Document text =>
>>>>>
Collins, at first, didn’t seem to have a preconceived opinion on forms of government before the negotiations. However, once he was in London, he did his best to learn about constitutional politics and found out he agreed with Griffith. What did symbols mean if they could free Ireland from British occupation, penetration, and laws? He seemed to believe that England was turning into a league of free nations and that the treaty was a stepping stone to further independence for Ireland. Put another way, what power would Britain truly have over Ireland if Ireland had an Irish government, Irish police force, Irish Army, and Irish courts.

The Negotiations On the Verge of Breaking Down

The negotiations weren’t always smooth and during the sixth and seventh conference meetings the British complained about how the IRA in Ireland were breaking the terms of the treaty. And while, eventually Collins and Griffith would agree or give in to terms on Ulster and the Oath, they did not give in quietly or quickly and risked prematurely ending the negotiations frequently when their obstinance met British thick-headedness. Things became dire for Lloyd George as the negotiations dragged on and he started to experience resistance from other Tories. When the British tried to impress upon Collins and Griffith all that Lloyd George was “doing for them” and he had a right to expect some help, Collins replied

“I know nothing about your politics. I have only to think of Ireland.” 

Michael Collins

The British in an attempt to divide and conquer the Irish (and maybe because they sensed they could get somewhere with only Collins and Griffith) suggested they meet in sub-conferences from October 24th to when the treaty was signed. Collins attended all of them, Griffith most, and the rest of the Irish delegation occasionally attending. Members such as Childers and Duggan would complain about being ‘forced’ out and further poisoned relationships between the Irish delegations, spelling disaster for Collins and Griffith when they returned to Ireland.
<<<<<
Supplied entries =>
>>>>>
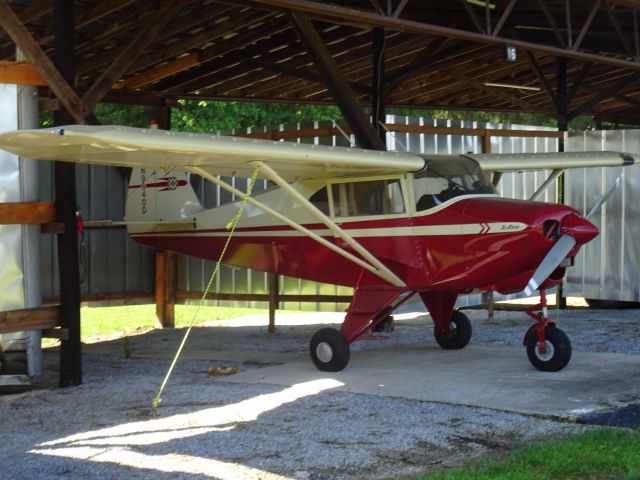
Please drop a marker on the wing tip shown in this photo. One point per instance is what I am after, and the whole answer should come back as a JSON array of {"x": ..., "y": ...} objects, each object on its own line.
[{"x": 627, "y": 159}]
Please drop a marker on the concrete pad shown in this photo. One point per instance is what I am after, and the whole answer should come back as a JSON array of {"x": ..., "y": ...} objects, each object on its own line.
[{"x": 493, "y": 377}]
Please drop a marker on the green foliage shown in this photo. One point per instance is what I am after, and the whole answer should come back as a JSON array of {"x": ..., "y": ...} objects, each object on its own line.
[
  {"x": 211, "y": 116},
  {"x": 604, "y": 454},
  {"x": 129, "y": 115},
  {"x": 132, "y": 319}
]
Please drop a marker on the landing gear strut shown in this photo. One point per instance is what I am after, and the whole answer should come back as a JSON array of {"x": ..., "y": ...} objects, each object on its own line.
[{"x": 548, "y": 347}]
<<<<<
Given exercise => In the passage on the treaty negotiations, revise the stretch from "Michael Collins" through "returned to Ireland." so that "smaller private meetings" replaces "sub-conferences". Work from the text alone.

Task response =>
Michael Collins

The British in an attempt to divide and conquer the Irish (and maybe because they sensed they could get somewhere with only Collins and Griffith) suggested they meet in smaller private meetings from October 24th to when the treaty was signed. Collins attended all of them, Griffith most, and the rest of the Irish delegation occasionally attending. Members such as Childers and Duggan would complain about being ‘forced’ out and further poisoned relationships between the Irish delegations, spelling disaster for Collins and Griffith when they returned to Ireland.